# Activity
The entries below are to be repeated exactly, with the pictures left out.

*** Begin section ***

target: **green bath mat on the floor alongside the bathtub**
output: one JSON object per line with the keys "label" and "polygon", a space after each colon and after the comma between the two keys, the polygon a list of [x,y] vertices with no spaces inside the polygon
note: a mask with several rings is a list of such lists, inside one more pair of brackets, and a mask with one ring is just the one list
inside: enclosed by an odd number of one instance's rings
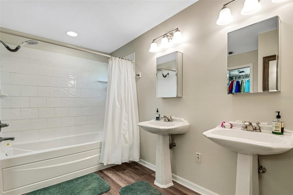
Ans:
{"label": "green bath mat on the floor alongside the bathtub", "polygon": [[110,189],[110,186],[98,174],[91,173],[66,182],[38,189],[27,195],[99,195]]}

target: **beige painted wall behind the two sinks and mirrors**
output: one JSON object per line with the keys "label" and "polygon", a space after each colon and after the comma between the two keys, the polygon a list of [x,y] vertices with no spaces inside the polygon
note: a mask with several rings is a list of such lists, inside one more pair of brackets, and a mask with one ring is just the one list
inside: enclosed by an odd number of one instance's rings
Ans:
{"label": "beige painted wall behind the two sinks and mirrors", "polygon": [[[216,25],[226,1],[198,1],[112,54],[118,57],[135,52],[139,121],[161,114],[183,117],[190,123],[187,134],[176,135],[171,149],[172,172],[218,194],[234,194],[237,153],[205,138],[202,133],[224,121],[247,120],[271,123],[281,111],[286,128],[293,129],[292,21],[293,1],[274,4],[260,1],[262,9],[242,16],[243,1],[231,6],[234,21]],[[282,21],[282,92],[227,95],[227,33],[279,15]],[[179,28],[184,42],[150,53],[151,41],[169,30]],[[173,51],[183,52],[183,97],[156,98],[156,57]],[[211,79],[212,78],[212,79]],[[156,135],[140,131],[141,158],[156,163]],[[195,162],[195,152],[202,163]],[[279,155],[260,156],[267,172],[259,176],[260,194],[292,194],[293,150]]]}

*** End section ***

# Solution to this task
target: **green bath mat on the floor alongside the bathtub**
output: one JSON object per line with the keys "label" and "polygon", a space after each colon and after the comma between the two keys, the polygon a list of [x,y] vertices with no spaces inside the polygon
note: a mask with several rings is a list of such lists, inside one more pair of brackets, and a mask with one ring is just the one list
inside: enclosed by an odd number of one instance's rings
Ans:
{"label": "green bath mat on the floor alongside the bathtub", "polygon": [[110,189],[110,186],[98,174],[91,173],[66,182],[38,189],[27,195],[99,195]]}

target: **beige painted wall behind the two sinks and mirrors**
output: one JSON object per line with the keys "label" and "polygon", a space after each colon and after the comma between the two keys, the polygon a list of [x,y] vertices with no spaces inside the polygon
note: a mask with several rings is a list of such lists, inside one more pair of brackets, and a mask with one ring is just the one list
inside: enclosed by an odd number of one instance's rings
Ans:
{"label": "beige painted wall behind the two sinks and mirrors", "polygon": [[[216,25],[226,1],[198,1],[112,54],[118,57],[135,52],[139,121],[161,114],[183,117],[190,123],[187,134],[176,135],[171,149],[172,172],[218,194],[234,194],[237,153],[205,138],[202,133],[224,121],[247,120],[271,123],[281,111],[286,128],[293,129],[292,21],[293,1],[274,4],[260,1],[262,9],[242,16],[243,1],[231,6],[234,21]],[[282,21],[282,92],[227,95],[227,33],[279,15]],[[179,28],[184,42],[150,53],[151,41],[169,30]],[[173,51],[183,52],[183,97],[156,98],[156,57]],[[211,79],[212,78],[212,79]],[[156,135],[140,131],[141,158],[156,163]],[[195,162],[195,152],[202,163]],[[279,155],[260,156],[267,172],[259,176],[260,194],[292,194],[293,150]]]}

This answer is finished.